:: Reading text

Monday, June 28, 2010

Photos from Guangxi

Photos from Guangxi:

A feast with the tea factory gang

Remains of the feast

Jasmine tea ready for cupping





New Idea to Take an Old Favorite to the Next Level

I went to the jasmine tea factory early this morning and called a staff meeting. Everyone showed up at 8 AM sharp. The office girls served tea and we got down to business by cupping all the teas on order for this year. Due to the continuous rain in southern China, scenting has to be stopped as flowers are losing aromatics and opening before being picked. Today is the first day the sun has come out and it is already hot and steamy!

The cupping consisted of teas that were scented to various different stages. After cupping every single one I started to address the group. Everyone expected my usual lecture and complaint about sorting, flavor, color and aromatics, but I surprised them all by starting with work safety and cleanliness. I was armed to the teeth with regulations and specifications, due to fact that I am planning a new factory in our upcoming tea farm in Shaanxi. I launched into food/tea handling and the importance of moisture and temperature controls, explained about why non-porous services and reflective paints are important, and related some more general food safety issues. Although the factory is certified by the government, there is a lot they can learn.

::::

What this exercise asks:
- a) Check each statement against the tea factory post and answer yes or no, quoting the deciding words. (i) The staff meeting began at 8 AM. (ii) The author opened the address with complaints about sorting and flavor. (iii) The jasmine tea factory lacks government certification.
- b) Write the next part of the tea factory post, picking up after its final sentence.

:: Data supplied

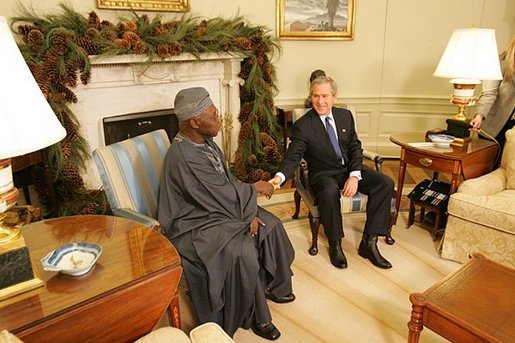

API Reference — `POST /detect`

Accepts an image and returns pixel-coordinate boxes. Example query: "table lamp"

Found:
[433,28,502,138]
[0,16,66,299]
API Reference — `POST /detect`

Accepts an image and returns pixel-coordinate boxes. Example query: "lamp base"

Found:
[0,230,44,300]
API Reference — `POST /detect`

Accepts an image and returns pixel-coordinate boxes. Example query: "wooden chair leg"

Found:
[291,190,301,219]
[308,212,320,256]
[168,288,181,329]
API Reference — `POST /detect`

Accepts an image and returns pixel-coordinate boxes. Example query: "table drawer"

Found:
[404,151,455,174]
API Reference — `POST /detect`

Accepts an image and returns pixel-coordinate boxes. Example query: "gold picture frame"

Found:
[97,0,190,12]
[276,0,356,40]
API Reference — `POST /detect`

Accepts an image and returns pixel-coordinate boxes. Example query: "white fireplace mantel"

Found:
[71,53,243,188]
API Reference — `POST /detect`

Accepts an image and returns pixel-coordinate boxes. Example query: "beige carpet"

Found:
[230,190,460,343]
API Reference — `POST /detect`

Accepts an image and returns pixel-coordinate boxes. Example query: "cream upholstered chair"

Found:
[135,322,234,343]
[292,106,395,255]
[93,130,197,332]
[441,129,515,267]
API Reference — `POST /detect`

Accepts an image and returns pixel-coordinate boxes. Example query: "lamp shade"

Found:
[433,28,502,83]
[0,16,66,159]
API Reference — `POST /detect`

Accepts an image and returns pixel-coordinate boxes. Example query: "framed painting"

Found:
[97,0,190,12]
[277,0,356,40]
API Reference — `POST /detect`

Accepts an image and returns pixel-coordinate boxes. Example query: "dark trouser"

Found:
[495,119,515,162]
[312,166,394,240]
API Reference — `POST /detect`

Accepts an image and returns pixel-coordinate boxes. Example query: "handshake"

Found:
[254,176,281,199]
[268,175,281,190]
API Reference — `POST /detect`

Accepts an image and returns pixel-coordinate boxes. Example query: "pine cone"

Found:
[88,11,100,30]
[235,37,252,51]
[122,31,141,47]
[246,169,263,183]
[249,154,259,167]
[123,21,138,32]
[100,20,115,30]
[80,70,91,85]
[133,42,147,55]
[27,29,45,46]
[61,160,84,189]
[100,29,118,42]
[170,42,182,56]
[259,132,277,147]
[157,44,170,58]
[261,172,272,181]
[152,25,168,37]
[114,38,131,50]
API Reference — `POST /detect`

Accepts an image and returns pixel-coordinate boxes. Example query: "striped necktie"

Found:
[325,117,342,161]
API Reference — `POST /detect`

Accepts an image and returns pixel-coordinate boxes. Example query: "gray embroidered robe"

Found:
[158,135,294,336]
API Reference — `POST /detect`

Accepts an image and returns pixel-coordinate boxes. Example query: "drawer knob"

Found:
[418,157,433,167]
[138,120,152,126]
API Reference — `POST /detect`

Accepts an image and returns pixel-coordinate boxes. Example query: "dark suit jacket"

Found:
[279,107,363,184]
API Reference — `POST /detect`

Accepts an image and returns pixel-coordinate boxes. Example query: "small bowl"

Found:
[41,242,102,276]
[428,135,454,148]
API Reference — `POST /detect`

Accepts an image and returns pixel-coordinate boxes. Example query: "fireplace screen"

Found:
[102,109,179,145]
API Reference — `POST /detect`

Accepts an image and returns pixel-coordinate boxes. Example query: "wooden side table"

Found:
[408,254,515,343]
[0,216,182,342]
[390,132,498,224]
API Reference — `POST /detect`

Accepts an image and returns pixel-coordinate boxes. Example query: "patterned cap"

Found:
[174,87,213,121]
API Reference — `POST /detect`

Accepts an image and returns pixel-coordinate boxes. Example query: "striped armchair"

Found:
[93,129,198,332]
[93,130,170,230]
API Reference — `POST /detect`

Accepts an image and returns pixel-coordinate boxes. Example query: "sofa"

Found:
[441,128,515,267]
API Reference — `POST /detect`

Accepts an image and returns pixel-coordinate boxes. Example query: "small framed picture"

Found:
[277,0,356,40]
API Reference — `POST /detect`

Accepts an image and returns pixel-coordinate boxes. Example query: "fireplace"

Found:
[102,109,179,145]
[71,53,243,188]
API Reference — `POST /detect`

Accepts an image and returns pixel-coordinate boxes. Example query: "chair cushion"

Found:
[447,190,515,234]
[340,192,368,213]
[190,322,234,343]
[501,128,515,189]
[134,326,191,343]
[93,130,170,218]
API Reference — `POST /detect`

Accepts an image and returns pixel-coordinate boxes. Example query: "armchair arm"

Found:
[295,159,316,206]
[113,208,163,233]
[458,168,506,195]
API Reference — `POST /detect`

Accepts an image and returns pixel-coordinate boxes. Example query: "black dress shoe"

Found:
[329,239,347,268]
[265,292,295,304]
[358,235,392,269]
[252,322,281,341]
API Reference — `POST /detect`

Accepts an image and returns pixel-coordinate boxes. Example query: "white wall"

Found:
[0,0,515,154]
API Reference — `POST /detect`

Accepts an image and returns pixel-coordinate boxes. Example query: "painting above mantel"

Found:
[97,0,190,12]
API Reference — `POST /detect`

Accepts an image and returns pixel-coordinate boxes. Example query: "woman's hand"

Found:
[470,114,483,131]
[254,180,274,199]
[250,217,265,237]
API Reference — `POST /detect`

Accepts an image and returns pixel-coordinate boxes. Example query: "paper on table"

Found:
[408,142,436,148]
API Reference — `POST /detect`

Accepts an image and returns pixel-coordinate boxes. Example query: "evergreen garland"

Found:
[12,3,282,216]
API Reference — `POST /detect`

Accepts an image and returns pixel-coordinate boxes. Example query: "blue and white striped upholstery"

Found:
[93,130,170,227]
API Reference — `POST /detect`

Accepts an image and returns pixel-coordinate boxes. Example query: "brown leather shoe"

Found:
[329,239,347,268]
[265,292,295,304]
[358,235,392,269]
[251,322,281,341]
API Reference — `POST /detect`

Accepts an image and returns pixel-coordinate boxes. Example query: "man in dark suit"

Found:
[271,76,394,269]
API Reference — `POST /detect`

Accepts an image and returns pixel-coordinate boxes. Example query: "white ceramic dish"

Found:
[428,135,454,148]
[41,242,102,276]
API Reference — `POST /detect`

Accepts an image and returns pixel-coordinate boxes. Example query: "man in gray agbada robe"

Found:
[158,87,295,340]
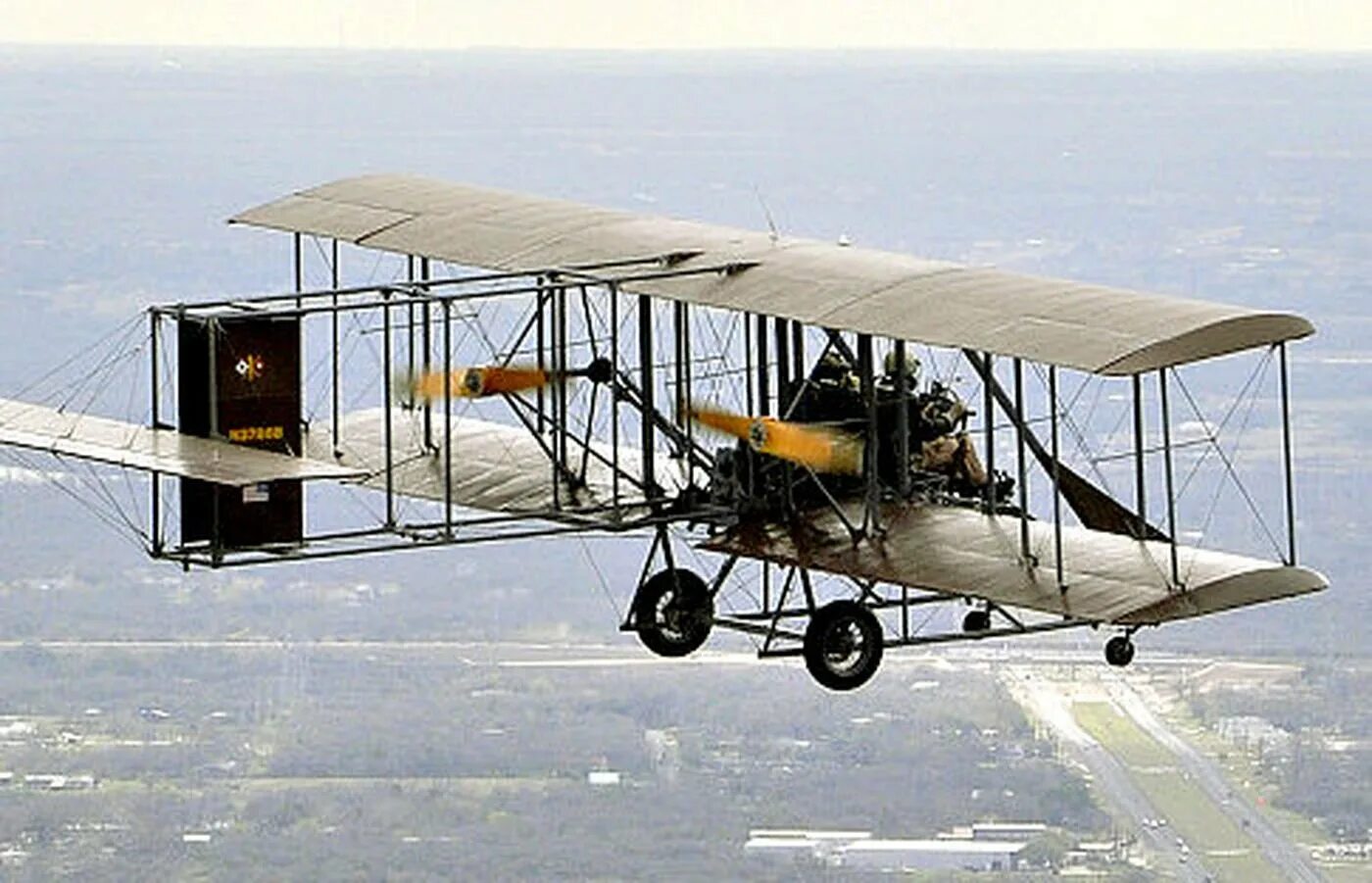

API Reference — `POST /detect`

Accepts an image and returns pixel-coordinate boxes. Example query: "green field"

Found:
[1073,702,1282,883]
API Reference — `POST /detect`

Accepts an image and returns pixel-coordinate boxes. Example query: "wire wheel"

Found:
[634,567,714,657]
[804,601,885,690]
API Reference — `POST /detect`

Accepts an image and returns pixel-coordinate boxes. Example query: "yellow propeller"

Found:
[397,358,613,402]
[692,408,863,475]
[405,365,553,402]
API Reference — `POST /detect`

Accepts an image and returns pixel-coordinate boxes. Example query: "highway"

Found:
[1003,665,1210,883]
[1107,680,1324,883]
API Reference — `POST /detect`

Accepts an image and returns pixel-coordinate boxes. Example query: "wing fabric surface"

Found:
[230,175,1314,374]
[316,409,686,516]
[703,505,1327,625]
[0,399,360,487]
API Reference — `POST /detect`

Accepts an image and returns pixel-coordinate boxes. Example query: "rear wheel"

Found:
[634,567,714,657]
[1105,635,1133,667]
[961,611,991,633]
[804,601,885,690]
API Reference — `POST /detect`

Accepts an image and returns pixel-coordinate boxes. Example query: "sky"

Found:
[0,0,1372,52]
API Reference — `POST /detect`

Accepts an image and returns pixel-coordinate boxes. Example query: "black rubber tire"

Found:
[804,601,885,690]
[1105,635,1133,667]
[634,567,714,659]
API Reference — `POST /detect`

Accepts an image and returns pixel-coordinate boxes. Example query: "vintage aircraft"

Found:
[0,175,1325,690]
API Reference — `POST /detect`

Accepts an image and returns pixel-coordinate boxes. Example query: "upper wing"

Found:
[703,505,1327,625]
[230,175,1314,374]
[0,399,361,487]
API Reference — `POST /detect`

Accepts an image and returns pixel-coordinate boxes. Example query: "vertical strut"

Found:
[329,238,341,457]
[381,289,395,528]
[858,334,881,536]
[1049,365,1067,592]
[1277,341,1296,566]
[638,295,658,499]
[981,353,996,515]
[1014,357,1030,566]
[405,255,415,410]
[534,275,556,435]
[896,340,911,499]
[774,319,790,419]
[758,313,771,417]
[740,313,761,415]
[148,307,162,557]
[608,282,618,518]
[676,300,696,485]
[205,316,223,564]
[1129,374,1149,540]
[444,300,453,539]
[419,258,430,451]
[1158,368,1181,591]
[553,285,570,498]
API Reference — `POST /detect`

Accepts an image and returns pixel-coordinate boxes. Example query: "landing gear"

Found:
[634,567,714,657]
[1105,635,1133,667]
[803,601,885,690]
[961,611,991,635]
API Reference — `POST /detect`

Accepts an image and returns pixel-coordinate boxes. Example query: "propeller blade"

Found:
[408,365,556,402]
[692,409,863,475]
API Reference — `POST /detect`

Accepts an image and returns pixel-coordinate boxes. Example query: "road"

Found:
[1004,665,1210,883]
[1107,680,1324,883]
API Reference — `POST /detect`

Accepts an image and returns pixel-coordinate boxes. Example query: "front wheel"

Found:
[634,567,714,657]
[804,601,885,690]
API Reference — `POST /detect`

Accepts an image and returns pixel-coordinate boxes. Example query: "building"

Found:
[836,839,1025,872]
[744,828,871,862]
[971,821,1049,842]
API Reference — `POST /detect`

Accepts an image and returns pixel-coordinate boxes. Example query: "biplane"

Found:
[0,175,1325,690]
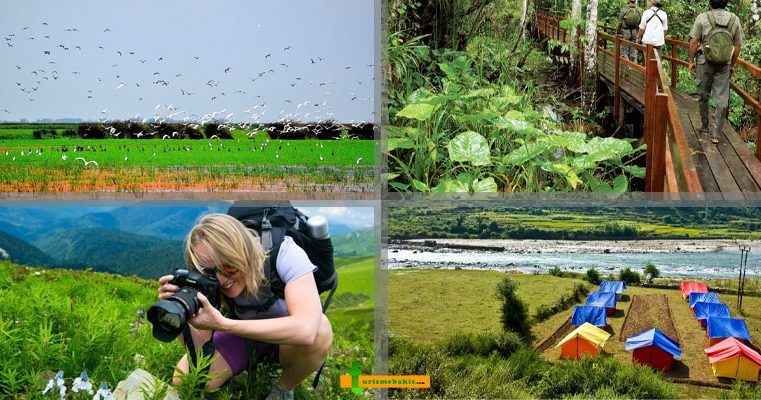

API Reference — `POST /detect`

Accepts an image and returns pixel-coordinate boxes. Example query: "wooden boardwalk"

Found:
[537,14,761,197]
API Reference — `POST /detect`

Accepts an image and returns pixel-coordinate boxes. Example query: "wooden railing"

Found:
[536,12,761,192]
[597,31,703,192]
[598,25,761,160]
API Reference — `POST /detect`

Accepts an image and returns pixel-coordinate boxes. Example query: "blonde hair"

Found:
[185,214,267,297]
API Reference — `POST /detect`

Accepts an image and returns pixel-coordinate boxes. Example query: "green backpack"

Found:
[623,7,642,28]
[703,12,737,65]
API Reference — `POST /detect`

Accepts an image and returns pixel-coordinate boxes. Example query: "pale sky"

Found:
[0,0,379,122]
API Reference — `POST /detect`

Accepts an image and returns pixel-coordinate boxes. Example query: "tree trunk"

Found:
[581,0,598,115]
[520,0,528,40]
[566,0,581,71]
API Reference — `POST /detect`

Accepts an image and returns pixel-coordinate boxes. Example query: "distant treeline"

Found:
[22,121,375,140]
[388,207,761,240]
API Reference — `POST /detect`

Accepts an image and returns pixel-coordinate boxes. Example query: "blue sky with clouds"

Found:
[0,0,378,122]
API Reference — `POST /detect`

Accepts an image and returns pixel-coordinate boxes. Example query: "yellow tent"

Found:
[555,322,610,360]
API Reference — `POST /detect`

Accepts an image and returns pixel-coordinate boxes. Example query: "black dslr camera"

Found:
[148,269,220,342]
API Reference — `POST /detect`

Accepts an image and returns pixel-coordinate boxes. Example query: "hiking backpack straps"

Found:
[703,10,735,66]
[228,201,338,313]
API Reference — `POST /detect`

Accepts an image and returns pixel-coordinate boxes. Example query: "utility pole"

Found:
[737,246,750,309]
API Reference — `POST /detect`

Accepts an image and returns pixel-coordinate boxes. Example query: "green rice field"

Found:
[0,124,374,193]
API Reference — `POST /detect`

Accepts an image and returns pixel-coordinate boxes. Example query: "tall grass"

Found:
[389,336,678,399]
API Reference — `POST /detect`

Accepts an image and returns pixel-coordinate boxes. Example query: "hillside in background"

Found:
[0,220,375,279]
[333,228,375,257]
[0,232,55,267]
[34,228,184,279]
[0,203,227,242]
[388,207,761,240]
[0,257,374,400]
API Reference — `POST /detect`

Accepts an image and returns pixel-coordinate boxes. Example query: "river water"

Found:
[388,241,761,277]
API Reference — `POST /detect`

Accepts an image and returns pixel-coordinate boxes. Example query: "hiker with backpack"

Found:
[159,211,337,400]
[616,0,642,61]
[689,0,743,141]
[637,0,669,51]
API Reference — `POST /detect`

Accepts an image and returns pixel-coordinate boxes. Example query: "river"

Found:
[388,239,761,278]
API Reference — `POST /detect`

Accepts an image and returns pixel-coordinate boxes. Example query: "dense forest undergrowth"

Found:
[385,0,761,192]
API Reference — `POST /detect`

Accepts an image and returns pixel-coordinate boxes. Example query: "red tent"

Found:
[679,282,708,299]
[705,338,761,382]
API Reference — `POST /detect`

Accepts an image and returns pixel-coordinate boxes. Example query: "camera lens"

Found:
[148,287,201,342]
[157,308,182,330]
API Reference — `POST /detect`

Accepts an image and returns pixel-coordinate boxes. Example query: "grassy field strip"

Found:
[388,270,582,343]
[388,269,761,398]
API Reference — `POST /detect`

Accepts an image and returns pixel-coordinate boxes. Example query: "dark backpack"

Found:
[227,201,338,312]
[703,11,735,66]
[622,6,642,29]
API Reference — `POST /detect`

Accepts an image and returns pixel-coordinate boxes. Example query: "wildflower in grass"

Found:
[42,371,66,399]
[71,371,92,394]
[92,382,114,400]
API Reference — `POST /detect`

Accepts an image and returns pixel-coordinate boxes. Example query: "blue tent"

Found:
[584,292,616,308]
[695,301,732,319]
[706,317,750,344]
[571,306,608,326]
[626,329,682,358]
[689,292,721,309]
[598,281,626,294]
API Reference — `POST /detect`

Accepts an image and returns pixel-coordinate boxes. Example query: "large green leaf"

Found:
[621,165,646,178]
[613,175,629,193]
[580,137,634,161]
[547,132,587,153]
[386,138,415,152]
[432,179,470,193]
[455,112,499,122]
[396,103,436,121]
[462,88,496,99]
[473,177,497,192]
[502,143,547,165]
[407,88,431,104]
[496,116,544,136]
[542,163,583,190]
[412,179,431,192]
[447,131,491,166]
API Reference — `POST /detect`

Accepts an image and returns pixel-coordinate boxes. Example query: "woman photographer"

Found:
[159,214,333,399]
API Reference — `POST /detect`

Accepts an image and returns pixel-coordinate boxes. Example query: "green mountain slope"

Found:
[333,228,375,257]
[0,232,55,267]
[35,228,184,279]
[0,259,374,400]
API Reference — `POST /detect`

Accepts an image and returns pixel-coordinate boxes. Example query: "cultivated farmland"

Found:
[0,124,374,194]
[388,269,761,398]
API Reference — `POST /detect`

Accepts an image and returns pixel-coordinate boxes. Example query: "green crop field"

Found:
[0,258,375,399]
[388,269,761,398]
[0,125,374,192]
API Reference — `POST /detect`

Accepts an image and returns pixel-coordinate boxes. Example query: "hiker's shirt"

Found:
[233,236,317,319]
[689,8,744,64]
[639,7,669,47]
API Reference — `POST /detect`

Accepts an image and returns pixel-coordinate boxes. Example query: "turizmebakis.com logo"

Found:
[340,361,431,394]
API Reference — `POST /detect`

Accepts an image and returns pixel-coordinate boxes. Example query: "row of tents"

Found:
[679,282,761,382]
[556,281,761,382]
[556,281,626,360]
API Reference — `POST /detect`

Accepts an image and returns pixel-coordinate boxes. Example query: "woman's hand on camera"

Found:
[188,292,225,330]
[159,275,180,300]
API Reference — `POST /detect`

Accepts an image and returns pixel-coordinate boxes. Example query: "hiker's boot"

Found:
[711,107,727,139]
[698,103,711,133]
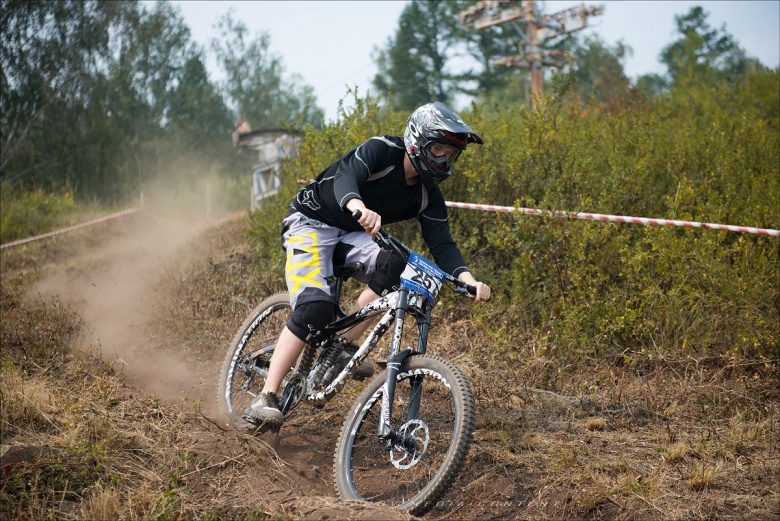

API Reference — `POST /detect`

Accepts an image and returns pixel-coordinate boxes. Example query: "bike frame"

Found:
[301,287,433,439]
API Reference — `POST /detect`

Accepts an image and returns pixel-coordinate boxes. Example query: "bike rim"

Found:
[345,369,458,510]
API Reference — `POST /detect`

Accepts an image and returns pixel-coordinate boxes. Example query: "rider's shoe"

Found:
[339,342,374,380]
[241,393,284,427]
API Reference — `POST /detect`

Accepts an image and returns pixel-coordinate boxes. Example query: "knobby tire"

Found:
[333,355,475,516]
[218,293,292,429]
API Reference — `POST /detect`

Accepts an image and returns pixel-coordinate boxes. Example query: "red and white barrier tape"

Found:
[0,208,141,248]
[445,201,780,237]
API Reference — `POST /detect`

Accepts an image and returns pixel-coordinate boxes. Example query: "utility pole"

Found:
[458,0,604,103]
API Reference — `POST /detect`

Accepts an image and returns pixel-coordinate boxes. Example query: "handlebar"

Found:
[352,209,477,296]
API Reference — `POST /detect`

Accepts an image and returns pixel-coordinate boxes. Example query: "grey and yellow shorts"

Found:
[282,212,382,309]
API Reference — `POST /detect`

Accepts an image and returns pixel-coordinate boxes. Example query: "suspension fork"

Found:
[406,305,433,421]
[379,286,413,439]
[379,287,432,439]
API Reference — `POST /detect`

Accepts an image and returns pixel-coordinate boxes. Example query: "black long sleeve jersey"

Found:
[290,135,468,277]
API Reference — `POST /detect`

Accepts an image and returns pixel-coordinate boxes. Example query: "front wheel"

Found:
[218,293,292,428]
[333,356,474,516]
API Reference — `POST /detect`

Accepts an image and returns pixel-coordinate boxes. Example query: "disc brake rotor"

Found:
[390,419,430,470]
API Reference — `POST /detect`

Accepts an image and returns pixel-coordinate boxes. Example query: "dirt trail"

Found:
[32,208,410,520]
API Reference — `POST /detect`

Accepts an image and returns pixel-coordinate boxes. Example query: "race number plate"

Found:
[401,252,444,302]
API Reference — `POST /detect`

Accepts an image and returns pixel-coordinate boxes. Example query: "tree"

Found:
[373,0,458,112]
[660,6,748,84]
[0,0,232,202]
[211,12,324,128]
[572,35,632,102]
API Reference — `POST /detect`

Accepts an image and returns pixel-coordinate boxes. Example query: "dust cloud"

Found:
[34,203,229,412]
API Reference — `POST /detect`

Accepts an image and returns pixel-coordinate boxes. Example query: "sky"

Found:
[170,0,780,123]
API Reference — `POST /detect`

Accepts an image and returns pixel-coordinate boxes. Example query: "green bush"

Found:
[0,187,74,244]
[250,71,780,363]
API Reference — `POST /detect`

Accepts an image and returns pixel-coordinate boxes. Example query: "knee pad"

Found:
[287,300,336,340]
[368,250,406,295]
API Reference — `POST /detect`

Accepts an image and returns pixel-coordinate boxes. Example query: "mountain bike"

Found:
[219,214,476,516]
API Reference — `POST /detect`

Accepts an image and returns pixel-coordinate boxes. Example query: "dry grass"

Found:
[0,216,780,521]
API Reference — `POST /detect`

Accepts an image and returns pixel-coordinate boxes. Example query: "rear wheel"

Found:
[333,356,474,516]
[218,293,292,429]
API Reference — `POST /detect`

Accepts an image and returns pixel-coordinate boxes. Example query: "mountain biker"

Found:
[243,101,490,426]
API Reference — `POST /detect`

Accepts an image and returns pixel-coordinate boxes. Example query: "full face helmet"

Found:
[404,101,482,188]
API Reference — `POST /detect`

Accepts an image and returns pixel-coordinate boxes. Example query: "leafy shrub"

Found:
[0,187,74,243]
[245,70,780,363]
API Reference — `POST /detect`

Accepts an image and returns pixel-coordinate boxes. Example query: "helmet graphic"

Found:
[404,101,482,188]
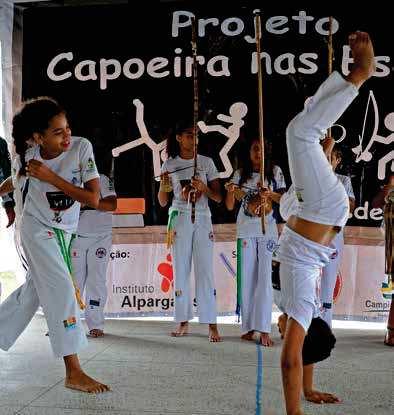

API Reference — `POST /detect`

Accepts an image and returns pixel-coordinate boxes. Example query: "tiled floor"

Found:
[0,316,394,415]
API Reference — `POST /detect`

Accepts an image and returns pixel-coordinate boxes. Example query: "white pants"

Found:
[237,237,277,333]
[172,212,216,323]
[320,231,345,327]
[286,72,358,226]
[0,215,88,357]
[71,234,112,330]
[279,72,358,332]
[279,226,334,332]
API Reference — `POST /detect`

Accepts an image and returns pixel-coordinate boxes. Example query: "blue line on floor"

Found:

::::

Results in order:
- a)
(i) Yes: "Everyone showed up at 8 AM sharp."
(ii) No: "but I surprised them all by starting with work safety and cleanliness."
(iii) No: "Although the factory is certified by the government, there is a lot they can learn."

- b)
When I felt that I really had their attention, I revealed the real reason I wanted them to listen to all this information: I want to change our usual jasmine making method. As mentioned in my book, a final process called ti hua mixes fresh flowers and tea together for a short time to add external fragrance. This process adds floral aromatics but also introduces a bit more moisture, which can cause the tea to lose its scent a bit faster. I want to skip ti hua but do more scenting and make each scenting time shorter, so we can go to 6-7 scentings with fewer flowers and slightly less time. Usually, too much scenting can cause the tea to darken or turn red and, in severe cases, ruin it, but with less time, fewer flowers, but more scenting, I hope to saturate the tea to such a degree that it won't need the final ti hua and will still keep its usual color and flavor.

Everyone dropped their jaws and said, this is going to cost more money! My thoughts are exactly the same, but to me, this is an opportunity! If everyone is cutting short on quality due to prices, we need to do an extra-good job to show our customers that we are going to be here no matter what the circumstances, and maybe a few who weren’t our customers will see the light and move towards us.

I've always thought that men learn to be more tricky after they get to 50 and lose many of their physical abilities (at least in my case). Now that I am 54, maybe I'll learn to be a bit smarter as well...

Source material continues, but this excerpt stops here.